-- Problème à traiter --
Indiquez le titre de l'ouvrage de Cédric Michon cité dans l'extrait du document.

-- Extrait du document --
Université Paris-Sorbonne Paris IV

(Revue d'histoire diplomatique 3 (2009), p. 279-285)

Parmi les études consacrées en partie à des diplomates des Temps modernes, notons celle de Cédric Michon, La Crosse et le sceptre. Les prélats d’État sous François Ier et Henri VIII, Paris, Tallandier, 2008, 383 p. L’auteur suit le parcours d’hommes qui mènent une carrière aussi bien dans l’Église que dans l’État, que certains servent en particulier dans le cadre de négociations internationales. Dans ce livre qui essaie de démêler l’influence politique de ces prélats, apparaissent de nombreuses figures d’ambassadeurs importants.

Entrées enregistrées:
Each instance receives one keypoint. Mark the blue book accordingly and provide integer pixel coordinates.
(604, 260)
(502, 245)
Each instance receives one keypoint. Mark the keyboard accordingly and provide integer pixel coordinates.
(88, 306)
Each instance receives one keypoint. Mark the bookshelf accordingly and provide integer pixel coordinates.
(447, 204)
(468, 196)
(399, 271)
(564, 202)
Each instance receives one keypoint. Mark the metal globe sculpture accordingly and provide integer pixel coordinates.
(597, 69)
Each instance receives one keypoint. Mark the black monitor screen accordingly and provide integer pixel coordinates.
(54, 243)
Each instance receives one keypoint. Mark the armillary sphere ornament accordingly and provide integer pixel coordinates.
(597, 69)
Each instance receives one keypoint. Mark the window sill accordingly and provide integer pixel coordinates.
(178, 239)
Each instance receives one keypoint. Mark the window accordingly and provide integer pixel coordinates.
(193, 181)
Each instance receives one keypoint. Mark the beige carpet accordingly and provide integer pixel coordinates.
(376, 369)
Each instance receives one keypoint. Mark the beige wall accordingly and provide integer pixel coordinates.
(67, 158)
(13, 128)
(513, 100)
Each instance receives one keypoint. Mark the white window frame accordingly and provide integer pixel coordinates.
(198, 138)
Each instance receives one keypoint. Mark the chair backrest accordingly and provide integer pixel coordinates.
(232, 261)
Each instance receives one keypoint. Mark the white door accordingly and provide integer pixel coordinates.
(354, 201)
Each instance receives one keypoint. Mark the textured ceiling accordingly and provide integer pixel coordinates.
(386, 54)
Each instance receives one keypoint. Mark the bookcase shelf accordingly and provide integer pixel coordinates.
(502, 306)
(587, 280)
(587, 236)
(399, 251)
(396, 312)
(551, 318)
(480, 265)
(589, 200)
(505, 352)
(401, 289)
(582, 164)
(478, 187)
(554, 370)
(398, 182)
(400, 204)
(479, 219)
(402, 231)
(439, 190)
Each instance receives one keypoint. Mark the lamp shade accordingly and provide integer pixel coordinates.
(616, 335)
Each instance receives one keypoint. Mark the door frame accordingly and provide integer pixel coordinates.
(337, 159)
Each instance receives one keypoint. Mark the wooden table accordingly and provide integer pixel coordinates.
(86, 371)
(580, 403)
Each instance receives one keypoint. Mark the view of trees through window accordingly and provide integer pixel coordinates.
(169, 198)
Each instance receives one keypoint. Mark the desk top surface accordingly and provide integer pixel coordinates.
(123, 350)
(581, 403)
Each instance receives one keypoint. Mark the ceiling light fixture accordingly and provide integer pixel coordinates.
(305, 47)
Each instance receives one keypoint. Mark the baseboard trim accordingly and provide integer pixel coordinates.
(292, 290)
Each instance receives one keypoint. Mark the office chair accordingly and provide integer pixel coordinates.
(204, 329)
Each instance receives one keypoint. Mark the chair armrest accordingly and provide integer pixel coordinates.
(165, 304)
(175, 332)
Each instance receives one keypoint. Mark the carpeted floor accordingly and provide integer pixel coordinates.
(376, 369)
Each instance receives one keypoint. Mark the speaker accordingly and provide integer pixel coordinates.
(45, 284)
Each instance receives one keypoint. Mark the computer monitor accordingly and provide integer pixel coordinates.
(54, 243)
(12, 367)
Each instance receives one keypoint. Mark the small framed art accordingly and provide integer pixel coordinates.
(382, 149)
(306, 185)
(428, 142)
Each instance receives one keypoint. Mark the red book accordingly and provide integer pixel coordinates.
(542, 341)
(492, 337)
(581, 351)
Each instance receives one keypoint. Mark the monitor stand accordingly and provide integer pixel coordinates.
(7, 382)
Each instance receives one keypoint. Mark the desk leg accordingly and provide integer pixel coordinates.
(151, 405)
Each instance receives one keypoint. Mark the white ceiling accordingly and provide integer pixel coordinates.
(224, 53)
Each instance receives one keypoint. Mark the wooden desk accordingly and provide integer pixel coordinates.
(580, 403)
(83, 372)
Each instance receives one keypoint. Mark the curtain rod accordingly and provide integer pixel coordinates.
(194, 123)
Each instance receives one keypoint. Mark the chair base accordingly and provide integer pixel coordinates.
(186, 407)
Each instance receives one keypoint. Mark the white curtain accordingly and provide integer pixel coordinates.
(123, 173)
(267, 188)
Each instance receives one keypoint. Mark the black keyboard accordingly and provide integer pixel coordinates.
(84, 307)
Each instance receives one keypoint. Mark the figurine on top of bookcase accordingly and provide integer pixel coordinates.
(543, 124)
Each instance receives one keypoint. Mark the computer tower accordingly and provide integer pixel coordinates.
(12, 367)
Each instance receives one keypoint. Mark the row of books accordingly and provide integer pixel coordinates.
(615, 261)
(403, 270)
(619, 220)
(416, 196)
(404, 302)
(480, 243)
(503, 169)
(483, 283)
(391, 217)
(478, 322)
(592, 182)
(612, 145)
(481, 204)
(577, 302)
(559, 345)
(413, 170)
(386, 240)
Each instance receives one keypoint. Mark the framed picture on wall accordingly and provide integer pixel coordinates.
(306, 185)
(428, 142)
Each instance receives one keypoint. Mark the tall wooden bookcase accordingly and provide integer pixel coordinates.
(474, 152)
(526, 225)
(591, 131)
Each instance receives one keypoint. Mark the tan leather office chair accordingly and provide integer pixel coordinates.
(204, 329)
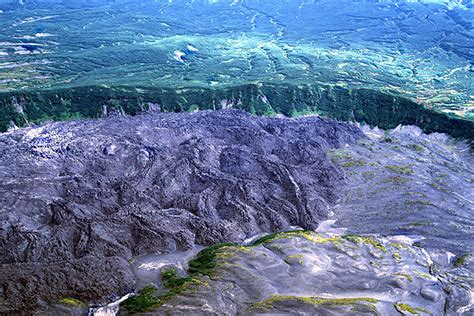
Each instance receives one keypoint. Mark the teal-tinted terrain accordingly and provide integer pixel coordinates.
(64, 60)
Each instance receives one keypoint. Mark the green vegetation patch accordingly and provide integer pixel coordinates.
(357, 239)
(328, 302)
(299, 258)
(72, 302)
(354, 163)
(395, 180)
(461, 260)
(206, 260)
(405, 308)
(416, 147)
(339, 154)
(406, 276)
(401, 169)
(307, 234)
(150, 298)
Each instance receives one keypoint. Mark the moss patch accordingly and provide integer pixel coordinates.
(406, 276)
(72, 302)
(356, 239)
(401, 169)
(405, 308)
(268, 304)
(354, 163)
(150, 298)
(461, 260)
(307, 234)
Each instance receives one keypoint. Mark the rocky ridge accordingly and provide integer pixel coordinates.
(81, 199)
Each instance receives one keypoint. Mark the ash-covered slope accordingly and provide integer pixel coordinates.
(78, 200)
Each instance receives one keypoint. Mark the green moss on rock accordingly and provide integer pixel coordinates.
(328, 302)
(356, 239)
(408, 309)
(401, 169)
(461, 260)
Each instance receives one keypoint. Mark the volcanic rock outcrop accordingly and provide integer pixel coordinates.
(78, 200)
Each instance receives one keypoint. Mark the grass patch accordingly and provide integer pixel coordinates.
(268, 304)
(295, 258)
(307, 234)
(354, 163)
(405, 308)
(401, 169)
(150, 298)
(356, 239)
(416, 147)
(395, 180)
(406, 276)
(461, 260)
(72, 302)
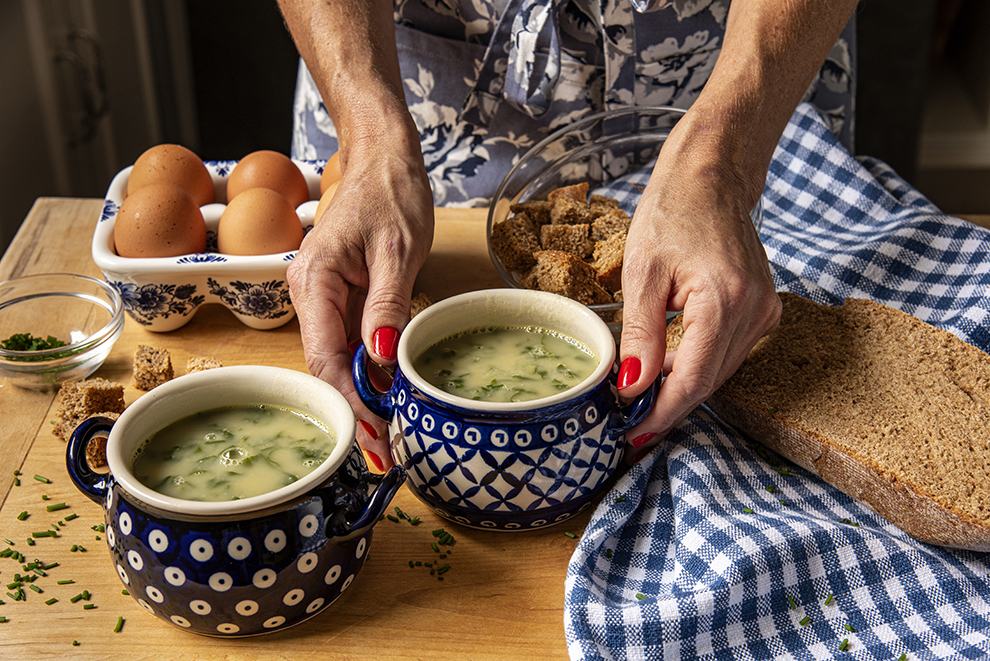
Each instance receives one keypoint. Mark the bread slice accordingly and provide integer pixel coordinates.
(890, 410)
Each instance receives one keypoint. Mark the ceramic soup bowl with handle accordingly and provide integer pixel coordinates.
(505, 465)
(235, 567)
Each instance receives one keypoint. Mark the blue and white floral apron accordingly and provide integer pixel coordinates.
(486, 80)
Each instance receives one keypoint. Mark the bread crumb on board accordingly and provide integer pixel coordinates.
(570, 244)
(79, 400)
(202, 363)
(152, 367)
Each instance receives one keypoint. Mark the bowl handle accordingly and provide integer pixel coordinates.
(633, 413)
(374, 509)
(379, 403)
(94, 485)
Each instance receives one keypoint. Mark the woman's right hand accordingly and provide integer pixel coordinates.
(352, 278)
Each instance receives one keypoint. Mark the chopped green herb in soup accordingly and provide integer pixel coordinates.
(232, 453)
(506, 364)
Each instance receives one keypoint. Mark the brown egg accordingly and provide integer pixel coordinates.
(331, 173)
(325, 201)
(272, 170)
(176, 165)
(259, 221)
(159, 220)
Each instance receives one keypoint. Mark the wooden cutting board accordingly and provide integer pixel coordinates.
(502, 598)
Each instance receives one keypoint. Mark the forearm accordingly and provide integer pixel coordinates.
(349, 48)
(771, 53)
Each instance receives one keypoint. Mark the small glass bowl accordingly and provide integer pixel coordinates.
(85, 313)
(614, 151)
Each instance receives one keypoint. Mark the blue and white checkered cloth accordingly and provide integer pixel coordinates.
(711, 548)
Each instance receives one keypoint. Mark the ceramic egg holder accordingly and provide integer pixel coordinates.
(163, 293)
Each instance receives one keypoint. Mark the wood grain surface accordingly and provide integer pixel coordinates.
(502, 598)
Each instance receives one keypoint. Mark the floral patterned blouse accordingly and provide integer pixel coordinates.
(486, 80)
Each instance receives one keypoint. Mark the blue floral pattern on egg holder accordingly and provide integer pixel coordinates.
(511, 471)
(277, 569)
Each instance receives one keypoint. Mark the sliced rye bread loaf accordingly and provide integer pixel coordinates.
(888, 409)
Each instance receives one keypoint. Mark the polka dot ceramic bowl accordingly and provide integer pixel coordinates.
(241, 567)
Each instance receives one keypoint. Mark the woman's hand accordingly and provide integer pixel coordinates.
(352, 278)
(692, 247)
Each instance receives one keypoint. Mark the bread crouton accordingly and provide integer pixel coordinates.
(78, 400)
(608, 256)
(514, 240)
(574, 239)
(152, 367)
(566, 274)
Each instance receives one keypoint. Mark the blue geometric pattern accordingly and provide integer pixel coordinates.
(713, 548)
(510, 471)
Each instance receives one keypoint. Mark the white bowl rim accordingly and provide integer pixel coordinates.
(206, 380)
(598, 330)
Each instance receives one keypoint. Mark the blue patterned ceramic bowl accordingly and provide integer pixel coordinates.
(163, 294)
(241, 567)
(505, 466)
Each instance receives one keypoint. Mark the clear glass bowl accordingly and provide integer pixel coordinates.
(84, 313)
(614, 151)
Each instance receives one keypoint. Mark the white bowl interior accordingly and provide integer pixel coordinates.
(506, 307)
(228, 386)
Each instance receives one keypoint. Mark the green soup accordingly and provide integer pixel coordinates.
(506, 364)
(232, 453)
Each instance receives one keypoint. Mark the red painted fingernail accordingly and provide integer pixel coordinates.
(642, 439)
(376, 460)
(368, 429)
(629, 372)
(386, 340)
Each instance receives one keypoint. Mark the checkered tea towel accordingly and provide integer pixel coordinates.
(713, 548)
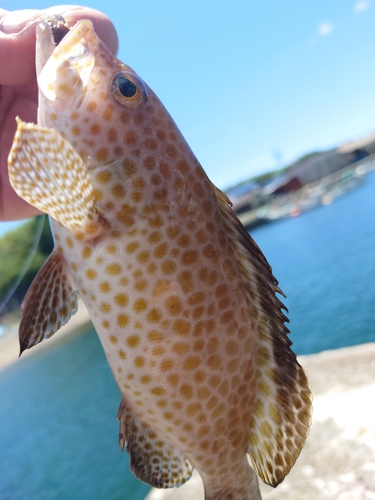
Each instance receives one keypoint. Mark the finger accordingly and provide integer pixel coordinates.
(17, 38)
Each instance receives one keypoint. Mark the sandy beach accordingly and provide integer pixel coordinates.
(338, 460)
(9, 345)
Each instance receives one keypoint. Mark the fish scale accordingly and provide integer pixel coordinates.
(183, 300)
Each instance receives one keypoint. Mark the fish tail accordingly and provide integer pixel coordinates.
(243, 486)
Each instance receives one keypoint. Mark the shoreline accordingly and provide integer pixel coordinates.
(9, 344)
(338, 460)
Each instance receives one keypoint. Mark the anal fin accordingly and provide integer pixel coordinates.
(49, 303)
(152, 459)
(45, 170)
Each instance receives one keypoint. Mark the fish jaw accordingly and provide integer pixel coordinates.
(63, 72)
(80, 96)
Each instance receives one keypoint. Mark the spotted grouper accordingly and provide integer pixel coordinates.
(183, 300)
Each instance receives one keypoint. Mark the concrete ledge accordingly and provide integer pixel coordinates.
(338, 460)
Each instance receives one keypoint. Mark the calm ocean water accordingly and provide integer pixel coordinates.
(58, 428)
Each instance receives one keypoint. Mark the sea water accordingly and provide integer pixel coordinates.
(58, 428)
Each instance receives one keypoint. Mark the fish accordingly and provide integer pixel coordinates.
(183, 300)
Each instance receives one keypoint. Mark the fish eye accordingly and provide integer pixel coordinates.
(128, 89)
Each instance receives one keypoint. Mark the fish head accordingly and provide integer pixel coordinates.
(90, 97)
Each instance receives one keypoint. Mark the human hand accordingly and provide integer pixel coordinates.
(18, 87)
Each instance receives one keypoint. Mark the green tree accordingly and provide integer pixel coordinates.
(15, 250)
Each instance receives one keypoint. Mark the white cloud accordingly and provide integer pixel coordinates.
(325, 28)
(361, 6)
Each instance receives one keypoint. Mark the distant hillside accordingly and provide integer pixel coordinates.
(15, 248)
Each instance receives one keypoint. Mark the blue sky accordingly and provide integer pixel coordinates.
(252, 85)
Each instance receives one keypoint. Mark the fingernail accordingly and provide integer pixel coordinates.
(15, 22)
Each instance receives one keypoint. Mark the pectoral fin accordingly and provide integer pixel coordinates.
(152, 459)
(49, 303)
(45, 171)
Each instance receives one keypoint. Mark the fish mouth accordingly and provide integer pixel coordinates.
(64, 59)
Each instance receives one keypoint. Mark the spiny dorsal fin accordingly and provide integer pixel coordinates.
(152, 459)
(45, 171)
(49, 303)
(283, 408)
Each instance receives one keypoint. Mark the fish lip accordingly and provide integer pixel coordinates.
(63, 70)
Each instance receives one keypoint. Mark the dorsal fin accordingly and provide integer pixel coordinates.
(152, 459)
(49, 303)
(283, 408)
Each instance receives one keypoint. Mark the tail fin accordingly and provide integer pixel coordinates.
(241, 483)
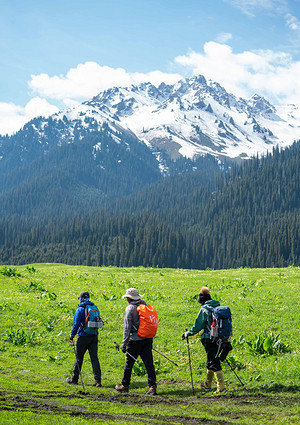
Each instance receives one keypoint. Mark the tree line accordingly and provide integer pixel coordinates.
(248, 217)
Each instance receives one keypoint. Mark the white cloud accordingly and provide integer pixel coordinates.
(14, 117)
(223, 37)
(90, 78)
(292, 22)
(249, 7)
(80, 83)
(272, 74)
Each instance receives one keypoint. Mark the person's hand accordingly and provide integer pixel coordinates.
(184, 336)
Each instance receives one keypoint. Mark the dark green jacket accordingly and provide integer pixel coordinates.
(203, 320)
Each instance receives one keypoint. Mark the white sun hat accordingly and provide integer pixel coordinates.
(133, 294)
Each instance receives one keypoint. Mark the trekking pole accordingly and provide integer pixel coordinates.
(190, 363)
(118, 348)
(165, 356)
(235, 374)
(78, 365)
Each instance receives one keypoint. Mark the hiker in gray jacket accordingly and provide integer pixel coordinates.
(134, 345)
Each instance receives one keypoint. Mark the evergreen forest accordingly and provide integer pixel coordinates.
(209, 217)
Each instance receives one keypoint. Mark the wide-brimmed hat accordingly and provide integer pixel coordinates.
(84, 294)
(133, 294)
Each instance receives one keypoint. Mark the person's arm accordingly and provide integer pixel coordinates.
(127, 325)
(77, 321)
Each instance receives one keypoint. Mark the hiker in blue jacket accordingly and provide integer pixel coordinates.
(203, 322)
(84, 342)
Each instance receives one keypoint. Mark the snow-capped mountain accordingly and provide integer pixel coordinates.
(190, 118)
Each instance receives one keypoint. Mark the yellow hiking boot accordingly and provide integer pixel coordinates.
(206, 386)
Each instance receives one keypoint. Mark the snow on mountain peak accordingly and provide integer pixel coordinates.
(193, 117)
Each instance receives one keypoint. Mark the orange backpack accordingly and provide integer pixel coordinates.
(148, 321)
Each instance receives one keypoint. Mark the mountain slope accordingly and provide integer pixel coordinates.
(251, 218)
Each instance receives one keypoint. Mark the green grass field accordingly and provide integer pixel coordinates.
(37, 303)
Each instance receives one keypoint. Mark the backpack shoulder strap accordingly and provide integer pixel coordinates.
(208, 307)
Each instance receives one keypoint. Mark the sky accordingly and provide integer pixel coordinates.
(58, 53)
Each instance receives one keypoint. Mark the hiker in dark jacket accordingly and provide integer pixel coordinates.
(134, 345)
(84, 342)
(203, 322)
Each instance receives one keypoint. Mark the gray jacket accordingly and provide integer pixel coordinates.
(131, 323)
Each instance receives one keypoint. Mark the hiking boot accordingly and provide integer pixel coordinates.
(152, 390)
(70, 380)
(220, 382)
(122, 389)
(223, 391)
(97, 384)
(205, 387)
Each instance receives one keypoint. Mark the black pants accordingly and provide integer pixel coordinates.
(141, 348)
(211, 348)
(85, 343)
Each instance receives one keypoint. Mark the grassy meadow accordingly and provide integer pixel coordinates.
(37, 304)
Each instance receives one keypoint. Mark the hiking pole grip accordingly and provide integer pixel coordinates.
(78, 365)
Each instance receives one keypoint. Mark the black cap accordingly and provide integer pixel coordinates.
(84, 294)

-- Réponse ci-dessous --
La Crosse et le sceptre. Les prélats d’État sous François Ier et Henri VIII.